§ **Your task**
Gather every line of the records below that contains the word "mortar", treating uppercase and lowercase as different.

Point annotation dataset records:
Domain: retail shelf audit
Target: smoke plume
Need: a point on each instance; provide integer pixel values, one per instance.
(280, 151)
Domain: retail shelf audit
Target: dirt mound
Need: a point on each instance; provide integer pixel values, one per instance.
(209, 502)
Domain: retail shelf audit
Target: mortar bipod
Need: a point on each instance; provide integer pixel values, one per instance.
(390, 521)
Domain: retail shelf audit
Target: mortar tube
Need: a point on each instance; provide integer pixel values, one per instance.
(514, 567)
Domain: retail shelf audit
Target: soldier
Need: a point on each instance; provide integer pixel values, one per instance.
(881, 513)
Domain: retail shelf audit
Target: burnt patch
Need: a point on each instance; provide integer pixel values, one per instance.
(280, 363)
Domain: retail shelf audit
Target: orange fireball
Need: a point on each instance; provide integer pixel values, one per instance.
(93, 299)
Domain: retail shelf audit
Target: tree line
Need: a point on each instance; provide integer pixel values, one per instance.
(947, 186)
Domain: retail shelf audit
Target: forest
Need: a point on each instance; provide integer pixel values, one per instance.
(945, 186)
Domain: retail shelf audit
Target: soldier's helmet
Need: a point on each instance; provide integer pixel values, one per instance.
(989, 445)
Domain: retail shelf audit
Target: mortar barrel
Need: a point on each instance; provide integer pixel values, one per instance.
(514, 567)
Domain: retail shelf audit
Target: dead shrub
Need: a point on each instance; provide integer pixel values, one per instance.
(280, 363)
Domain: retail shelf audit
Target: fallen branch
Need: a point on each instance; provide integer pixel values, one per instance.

§ **Completed task**
Target: mortar bipod
Target: mortar tube
Target: mortar barrel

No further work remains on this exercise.